**About this exercise:** Produce a copy of every line in the records that holds the string "object".

:: Records shown

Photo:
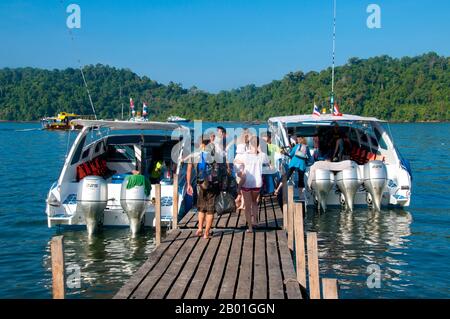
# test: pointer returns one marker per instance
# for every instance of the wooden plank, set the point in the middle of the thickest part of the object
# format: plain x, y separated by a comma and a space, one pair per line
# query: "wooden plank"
290, 217
278, 213
313, 266
276, 290
229, 279
193, 223
211, 290
172, 272
58, 272
142, 272
158, 214
186, 219
260, 283
245, 270
242, 222
152, 278
234, 218
285, 202
300, 258
287, 266
175, 202
329, 288
223, 222
268, 214
181, 284
201, 275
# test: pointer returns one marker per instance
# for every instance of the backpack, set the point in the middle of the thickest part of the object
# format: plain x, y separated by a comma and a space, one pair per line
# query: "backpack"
207, 173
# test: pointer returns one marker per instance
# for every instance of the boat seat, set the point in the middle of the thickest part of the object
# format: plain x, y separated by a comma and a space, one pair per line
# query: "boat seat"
96, 167
370, 157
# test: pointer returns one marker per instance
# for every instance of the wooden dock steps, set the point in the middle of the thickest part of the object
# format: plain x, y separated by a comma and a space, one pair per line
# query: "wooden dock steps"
270, 215
232, 264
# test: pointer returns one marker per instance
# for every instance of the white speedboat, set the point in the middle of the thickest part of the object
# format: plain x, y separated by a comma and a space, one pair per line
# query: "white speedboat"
372, 172
177, 119
91, 189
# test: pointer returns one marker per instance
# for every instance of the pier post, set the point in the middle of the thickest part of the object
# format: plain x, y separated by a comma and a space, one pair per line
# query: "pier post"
58, 272
329, 288
290, 217
175, 202
284, 190
158, 214
313, 266
300, 258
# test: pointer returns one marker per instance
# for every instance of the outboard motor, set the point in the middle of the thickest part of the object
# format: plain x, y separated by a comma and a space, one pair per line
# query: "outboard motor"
92, 199
322, 185
375, 180
134, 202
348, 183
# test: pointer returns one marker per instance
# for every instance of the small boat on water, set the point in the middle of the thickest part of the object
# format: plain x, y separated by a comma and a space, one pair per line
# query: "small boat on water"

::::

**Output for this exercise:**
# for every instance of the wooden plank, set the point in the middle of the thickest part of the object
# for every instance of the backpack, set the point in the middle of the thickest part of the object
# for every instance of the boat seat, set the point in the middle of the thickest part of the object
# for every instance of the wooden dock steps, set the point in the middle of the thickest part of the object
# for every instance of the white speedboat, set the point in the middle of the thickest part of the object
# for every instance of the pier post, set the point in the middle of the thickest part of the object
# for every instance of the outboard motor, set the point in the middle of the thickest part of the object
# for every instance of the small boat on water, set the point in the middle of the thickest part of the object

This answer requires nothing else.